Location identification entries:
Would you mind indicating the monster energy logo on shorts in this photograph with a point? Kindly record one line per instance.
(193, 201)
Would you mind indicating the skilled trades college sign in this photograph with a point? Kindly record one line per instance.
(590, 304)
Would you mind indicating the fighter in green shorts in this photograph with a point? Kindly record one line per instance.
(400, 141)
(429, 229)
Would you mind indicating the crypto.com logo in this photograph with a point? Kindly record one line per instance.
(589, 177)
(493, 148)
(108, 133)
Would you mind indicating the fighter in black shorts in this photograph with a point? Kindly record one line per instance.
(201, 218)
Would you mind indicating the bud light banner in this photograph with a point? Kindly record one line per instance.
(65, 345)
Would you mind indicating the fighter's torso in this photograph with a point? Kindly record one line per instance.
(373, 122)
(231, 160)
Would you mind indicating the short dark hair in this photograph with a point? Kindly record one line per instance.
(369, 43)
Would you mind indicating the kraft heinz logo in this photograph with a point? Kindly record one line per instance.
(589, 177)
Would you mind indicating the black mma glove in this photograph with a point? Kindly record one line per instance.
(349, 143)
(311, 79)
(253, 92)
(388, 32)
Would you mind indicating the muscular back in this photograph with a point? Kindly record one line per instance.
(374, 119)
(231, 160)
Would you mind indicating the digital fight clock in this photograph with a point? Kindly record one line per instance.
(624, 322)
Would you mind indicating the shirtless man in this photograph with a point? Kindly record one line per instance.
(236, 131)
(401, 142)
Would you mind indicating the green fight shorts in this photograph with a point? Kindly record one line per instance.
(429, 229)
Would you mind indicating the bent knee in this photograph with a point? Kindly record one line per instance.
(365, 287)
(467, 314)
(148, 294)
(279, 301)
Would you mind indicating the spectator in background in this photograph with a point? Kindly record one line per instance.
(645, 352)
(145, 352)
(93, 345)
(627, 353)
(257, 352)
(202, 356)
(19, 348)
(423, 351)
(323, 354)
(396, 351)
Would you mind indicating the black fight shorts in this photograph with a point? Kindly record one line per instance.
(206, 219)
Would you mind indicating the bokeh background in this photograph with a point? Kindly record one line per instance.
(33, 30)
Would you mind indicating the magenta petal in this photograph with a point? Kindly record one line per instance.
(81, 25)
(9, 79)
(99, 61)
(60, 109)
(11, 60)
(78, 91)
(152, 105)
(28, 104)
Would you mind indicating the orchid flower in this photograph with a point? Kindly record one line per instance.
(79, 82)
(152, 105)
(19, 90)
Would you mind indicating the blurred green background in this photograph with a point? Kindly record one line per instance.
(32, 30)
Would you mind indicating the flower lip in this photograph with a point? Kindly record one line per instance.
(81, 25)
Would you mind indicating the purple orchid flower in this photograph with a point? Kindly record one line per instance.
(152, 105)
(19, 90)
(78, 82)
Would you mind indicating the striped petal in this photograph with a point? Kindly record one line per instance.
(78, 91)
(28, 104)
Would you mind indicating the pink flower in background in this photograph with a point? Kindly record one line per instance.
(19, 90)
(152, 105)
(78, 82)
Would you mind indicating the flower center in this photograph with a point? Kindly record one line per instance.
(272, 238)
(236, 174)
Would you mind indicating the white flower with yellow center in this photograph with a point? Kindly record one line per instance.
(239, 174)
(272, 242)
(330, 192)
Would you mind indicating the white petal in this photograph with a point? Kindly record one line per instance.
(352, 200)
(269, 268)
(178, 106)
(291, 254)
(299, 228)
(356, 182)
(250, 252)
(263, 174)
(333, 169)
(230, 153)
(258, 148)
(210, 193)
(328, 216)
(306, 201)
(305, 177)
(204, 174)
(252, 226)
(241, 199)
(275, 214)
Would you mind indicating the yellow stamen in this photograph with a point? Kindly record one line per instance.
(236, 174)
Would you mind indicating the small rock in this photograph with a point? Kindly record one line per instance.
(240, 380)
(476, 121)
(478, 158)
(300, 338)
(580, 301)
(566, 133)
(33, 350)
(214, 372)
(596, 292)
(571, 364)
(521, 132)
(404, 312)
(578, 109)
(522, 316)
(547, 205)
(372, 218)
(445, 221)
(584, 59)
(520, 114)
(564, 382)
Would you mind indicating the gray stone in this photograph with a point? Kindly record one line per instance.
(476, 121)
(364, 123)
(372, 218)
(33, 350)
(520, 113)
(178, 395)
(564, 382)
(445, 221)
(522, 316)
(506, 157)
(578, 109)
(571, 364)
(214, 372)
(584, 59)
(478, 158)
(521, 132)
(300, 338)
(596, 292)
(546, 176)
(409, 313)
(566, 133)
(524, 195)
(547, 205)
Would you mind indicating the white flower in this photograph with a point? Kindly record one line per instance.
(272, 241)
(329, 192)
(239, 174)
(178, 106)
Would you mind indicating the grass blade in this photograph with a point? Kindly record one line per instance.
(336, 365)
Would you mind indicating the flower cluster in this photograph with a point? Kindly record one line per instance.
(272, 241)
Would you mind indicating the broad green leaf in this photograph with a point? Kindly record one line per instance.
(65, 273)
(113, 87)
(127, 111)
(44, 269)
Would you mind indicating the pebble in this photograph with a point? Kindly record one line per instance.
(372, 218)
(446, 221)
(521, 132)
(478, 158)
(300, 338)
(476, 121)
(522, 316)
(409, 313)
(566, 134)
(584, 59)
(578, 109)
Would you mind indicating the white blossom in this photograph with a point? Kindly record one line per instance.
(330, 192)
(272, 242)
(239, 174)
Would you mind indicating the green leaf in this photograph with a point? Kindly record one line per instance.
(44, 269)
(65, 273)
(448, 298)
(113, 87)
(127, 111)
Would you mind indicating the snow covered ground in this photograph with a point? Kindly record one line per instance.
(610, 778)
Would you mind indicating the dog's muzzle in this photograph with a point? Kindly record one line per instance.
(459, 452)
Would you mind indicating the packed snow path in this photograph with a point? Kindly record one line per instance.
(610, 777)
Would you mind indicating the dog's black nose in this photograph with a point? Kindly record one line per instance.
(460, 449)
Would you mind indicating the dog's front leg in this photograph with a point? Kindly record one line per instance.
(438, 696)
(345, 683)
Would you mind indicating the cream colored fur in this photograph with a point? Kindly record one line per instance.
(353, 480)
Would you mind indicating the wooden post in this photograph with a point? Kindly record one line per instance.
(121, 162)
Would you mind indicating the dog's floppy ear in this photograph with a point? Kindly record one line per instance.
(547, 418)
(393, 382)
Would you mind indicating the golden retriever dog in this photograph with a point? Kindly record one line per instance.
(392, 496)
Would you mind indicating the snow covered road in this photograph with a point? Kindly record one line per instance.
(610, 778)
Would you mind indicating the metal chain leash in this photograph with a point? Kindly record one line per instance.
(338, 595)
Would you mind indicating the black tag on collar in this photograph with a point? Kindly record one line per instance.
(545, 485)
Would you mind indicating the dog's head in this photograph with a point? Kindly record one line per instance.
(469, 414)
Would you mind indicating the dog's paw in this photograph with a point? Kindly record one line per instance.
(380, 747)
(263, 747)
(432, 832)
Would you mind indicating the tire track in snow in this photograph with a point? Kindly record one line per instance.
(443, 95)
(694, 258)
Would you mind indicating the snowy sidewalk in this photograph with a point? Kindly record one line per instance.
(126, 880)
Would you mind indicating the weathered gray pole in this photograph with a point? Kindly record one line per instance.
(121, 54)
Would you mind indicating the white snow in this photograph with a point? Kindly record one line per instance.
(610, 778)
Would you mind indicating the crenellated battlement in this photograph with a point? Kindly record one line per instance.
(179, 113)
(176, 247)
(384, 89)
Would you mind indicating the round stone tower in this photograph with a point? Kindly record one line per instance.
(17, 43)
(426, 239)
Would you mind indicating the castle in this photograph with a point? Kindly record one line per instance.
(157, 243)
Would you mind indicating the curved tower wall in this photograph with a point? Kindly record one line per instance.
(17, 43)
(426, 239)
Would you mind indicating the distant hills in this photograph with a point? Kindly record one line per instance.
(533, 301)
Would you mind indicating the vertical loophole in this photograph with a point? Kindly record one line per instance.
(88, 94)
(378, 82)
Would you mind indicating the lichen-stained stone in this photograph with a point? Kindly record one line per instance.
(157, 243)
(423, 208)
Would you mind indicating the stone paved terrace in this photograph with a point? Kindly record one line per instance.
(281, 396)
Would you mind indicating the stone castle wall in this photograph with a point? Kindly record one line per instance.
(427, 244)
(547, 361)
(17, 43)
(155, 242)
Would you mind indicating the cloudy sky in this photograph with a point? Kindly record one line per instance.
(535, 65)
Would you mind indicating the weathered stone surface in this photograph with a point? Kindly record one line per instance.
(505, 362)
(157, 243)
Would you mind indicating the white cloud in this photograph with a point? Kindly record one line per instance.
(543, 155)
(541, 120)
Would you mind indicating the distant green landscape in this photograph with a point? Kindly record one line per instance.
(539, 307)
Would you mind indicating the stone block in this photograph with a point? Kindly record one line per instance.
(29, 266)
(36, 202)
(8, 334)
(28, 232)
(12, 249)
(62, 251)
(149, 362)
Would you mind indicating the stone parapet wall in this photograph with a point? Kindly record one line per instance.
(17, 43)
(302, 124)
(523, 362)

Aim
Keep only the lines from the one containing "Would you mind indicating the lichen-stained" to the end of the entries, and repeat them exactly.

Response
Would you mind indicating the lichen-stained stone in this photograph with a point? Kindly record one line per instance.
(157, 243)
(423, 208)
Would you mind indicating the stone paved terrace in this photograph with a point? Kindly record one line per instance.
(281, 396)
Would you mind indicating the stone castle wall in this photograph with a point? Kindly record one line per instance.
(427, 244)
(547, 361)
(17, 43)
(155, 242)
Would you mind indicating the cloudy sky in this photograph with a point? Kindly record one line per instance.
(535, 65)
Would you mind indicating the weathered stone surface in this photograph with a point? Kindly record one line per instance.
(505, 362)
(157, 243)
Would you mind indicating the white cloud in this photograph with a point? Kindly record one line per instance.
(543, 155)
(541, 120)
Would you mind indicating the distant green landscape in this photograph with a point? Kindly record one line per instance.
(539, 307)
Would you mind indicating the stone block in this photograph with a point? Kindly record one line per instance.
(29, 266)
(36, 202)
(8, 334)
(28, 232)
(12, 249)
(62, 251)
(149, 362)
Would you mind indicating the stone parapet wall in this photograph with a point? Kindly record one line per instance.
(17, 43)
(302, 124)
(523, 362)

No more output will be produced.